__Activity__:
An exact copy of the data is required. No picture may appear in it.

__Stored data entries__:
----
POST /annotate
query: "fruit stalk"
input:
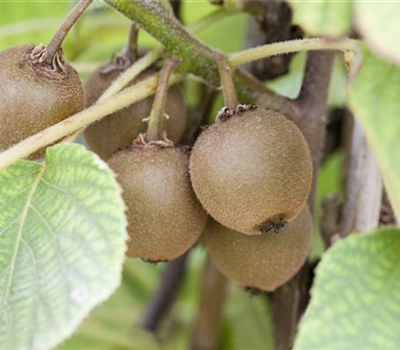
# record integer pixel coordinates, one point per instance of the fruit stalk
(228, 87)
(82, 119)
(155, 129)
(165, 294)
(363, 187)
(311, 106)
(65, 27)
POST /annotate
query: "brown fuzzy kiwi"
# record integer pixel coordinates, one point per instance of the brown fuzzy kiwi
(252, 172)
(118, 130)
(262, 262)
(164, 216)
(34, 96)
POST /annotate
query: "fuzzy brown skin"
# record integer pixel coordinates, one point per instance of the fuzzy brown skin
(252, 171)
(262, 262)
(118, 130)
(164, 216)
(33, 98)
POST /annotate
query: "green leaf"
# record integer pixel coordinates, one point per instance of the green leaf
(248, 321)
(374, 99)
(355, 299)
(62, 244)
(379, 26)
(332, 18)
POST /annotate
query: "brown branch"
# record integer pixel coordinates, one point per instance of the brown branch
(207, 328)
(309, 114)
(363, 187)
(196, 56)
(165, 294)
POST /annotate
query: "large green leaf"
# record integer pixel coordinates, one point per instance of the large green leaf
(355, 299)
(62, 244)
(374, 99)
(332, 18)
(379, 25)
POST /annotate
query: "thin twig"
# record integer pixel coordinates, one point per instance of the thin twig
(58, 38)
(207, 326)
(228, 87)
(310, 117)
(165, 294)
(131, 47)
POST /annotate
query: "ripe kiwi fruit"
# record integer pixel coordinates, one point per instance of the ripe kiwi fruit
----
__Exercise solution__:
POST /annotate
query: "fruit stalk"
input:
# record integer pixel coordinates, one point per instance of the fruit stalk
(228, 87)
(82, 119)
(155, 129)
(165, 294)
(363, 187)
(311, 106)
(65, 27)
POST /annotate
query: "brown fuzzy kiwi"
# record integer pixel coordinates, one point per instance of the brown fuzzy kiwi
(252, 172)
(118, 130)
(262, 262)
(164, 216)
(34, 96)
POST /annotate
query: "fuzzy brown skin"
# record integer pixel coordinates, one point per instance of the fuzzy brown skin
(252, 171)
(262, 262)
(118, 130)
(164, 216)
(33, 98)
POST /annotate
query: "green leaf"
# record integer pixel coordinates, one point per instance of the green leaf
(248, 321)
(374, 99)
(355, 299)
(62, 244)
(379, 26)
(332, 18)
POST /annotate
query: "brown branch"
# record integer pixel coordinates, one point per instance of the brown branch
(207, 328)
(309, 114)
(363, 187)
(196, 56)
(165, 294)
POST /annotate
query: "large green leaf"
# record integer pixel coordinates, one point per instance of the large green leaf
(355, 299)
(62, 244)
(374, 99)
(332, 18)
(379, 25)
POST /annotate
query: "thin twig"
# record integer pixel coordinates, one point per instance of the thin twig
(58, 38)
(207, 326)
(228, 87)
(310, 117)
(165, 294)
(131, 47)
POST /annotate
query: "ripe kiwi fruit"
# record integer pixel coordinates, one point per instance of the ripe kiwi fruit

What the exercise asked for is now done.